━━━━━ GIVEN DATA

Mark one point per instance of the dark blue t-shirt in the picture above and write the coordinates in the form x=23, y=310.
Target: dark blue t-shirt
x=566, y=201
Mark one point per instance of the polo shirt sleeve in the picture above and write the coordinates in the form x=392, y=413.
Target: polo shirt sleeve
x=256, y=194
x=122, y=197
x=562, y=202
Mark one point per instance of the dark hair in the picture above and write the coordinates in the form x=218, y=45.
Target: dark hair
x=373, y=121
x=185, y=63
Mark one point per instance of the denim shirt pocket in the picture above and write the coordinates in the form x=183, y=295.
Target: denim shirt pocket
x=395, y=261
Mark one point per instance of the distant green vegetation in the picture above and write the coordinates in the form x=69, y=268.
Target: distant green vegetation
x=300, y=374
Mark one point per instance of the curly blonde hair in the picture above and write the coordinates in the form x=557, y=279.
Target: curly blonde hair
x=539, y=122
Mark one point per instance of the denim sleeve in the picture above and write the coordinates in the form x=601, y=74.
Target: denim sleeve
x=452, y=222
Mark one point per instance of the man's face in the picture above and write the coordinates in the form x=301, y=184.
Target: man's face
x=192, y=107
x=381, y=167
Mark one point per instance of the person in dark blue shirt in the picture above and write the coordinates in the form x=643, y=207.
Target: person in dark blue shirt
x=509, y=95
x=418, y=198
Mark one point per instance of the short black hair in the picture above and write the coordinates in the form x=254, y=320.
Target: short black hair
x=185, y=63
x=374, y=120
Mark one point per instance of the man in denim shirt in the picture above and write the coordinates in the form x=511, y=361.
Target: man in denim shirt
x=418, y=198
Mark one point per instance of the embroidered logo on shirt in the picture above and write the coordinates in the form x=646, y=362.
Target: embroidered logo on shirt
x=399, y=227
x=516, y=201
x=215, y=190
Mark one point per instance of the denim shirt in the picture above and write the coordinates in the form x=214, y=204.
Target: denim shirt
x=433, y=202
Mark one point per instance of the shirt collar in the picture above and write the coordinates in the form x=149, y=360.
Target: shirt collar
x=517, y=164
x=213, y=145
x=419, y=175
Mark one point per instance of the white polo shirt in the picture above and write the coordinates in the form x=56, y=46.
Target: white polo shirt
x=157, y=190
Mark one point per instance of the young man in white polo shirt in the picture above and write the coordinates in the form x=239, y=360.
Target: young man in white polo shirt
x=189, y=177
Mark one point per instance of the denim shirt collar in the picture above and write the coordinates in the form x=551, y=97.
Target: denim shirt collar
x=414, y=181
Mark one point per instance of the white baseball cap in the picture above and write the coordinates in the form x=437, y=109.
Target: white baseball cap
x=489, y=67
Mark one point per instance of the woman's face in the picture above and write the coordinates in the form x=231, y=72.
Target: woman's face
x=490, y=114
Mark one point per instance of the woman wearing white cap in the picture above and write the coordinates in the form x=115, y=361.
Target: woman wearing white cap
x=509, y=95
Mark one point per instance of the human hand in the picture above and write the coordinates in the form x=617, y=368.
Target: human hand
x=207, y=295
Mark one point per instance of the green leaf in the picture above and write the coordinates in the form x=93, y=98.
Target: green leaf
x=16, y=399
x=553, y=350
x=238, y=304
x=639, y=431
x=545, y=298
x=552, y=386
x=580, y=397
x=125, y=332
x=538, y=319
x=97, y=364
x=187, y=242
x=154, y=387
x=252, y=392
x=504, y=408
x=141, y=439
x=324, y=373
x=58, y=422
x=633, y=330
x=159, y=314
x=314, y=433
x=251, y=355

━━━━━━━━━━

Reproduce the entire listing. Keep every word as it is.

Mark one point per instance of the dark blue t-shirt in the picture above and write the coordinates in the form x=23, y=310.
Target: dark blue t-shirt
x=566, y=201
Mark one point per instance of the polo shirt sleeve in the picture above and write the coordinates in the form x=392, y=413.
Target: polo shirt sleeve
x=256, y=194
x=122, y=197
x=562, y=202
Mark one point per instance of the dark hair in the picture above and write the coordinates in the form x=218, y=45.
Target: dark hair
x=373, y=121
x=185, y=63
Mark one point per instance of the denim shirt pocket in the picture above and write the coordinates in the form x=183, y=295.
Target: denim shirt pocket
x=395, y=261
Mark one point per instance of the distant green vegetation in the picture above and write the coordinates in the form x=69, y=268.
Target: distant green vegetation
x=300, y=374
Mark one point per instance of the curly blonde hair in the picture above and write the coordinates in the form x=557, y=279.
Target: curly blonde hair
x=539, y=122
Mark one point per instance of the denim sleeve in the picture above and write the coordinates in the form x=601, y=74.
Target: denim sleeve
x=452, y=222
Mark one point per instance of the man's face in the picture above and write the coordinates in the form x=301, y=184.
Target: man's face
x=192, y=107
x=381, y=167
Mark one point per instance of the person in dark blue shirt in the picture above and write the coordinates in the form x=643, y=207.
Target: person in dark blue shirt
x=509, y=95
x=418, y=198
Mark one point per instance of the short black hair in the picture above and write the coordinates in the form x=254, y=320.
Target: short black hair
x=185, y=63
x=374, y=120
Mark one point per instance of the man in denim shirt in the picture above and write the coordinates in the form x=511, y=361.
Target: man in denim shirt
x=418, y=198
Mark one point per instance of the embroidered logo on shirt in the picture above and write the coordinates in the form x=646, y=362.
Target: embroidered logo on shirt
x=399, y=227
x=516, y=201
x=215, y=190
Mark one point per instance of the denim shirt in the picture above and write the coordinates in the form x=214, y=204.
Target: denim shirt
x=433, y=202
Mark one point per instance of the shirt collar in the picture above and write the coordinates in the form x=149, y=360.
Target: shirt collar
x=517, y=164
x=213, y=145
x=419, y=175
Mark one point per instance of the white polo shirt in the picture above and write the coordinates in the form x=56, y=46.
Target: white polo shirt
x=157, y=190
Mark one point per instance of the young man in white polo shirt in the picture above and write the coordinates in the form x=239, y=360.
Target: young man in white polo shirt
x=189, y=177
Mark one point per instance of the denim shirt collar in the picture above and write the coordinates in the form x=551, y=97.
Target: denim shirt collar
x=414, y=181
Mark one point per instance of the white baseball cap in the picture above and write the coordinates in the form x=437, y=109.
Target: white baseball cap
x=489, y=67
Mark one point per instance of the woman's face in the picture above and write the coordinates in the form x=231, y=72.
Target: woman's face
x=490, y=114
Mark one point per instance of the woman wearing white cap in the picture above and write the coordinates in the form x=115, y=361.
Target: woman wearing white cap
x=509, y=95
Mark one point per instance of the human hand in the picture above and write the coordinates in the form x=617, y=368.
Target: human hand
x=207, y=295
Mark one point per instance of the green leaf in the picture above and write the coordinates in the form x=93, y=98.
Target: green leaf
x=16, y=399
x=553, y=350
x=238, y=304
x=639, y=431
x=545, y=298
x=552, y=386
x=580, y=397
x=125, y=332
x=538, y=319
x=97, y=364
x=187, y=242
x=154, y=387
x=252, y=392
x=504, y=408
x=141, y=439
x=324, y=373
x=58, y=422
x=633, y=330
x=159, y=314
x=314, y=433
x=251, y=355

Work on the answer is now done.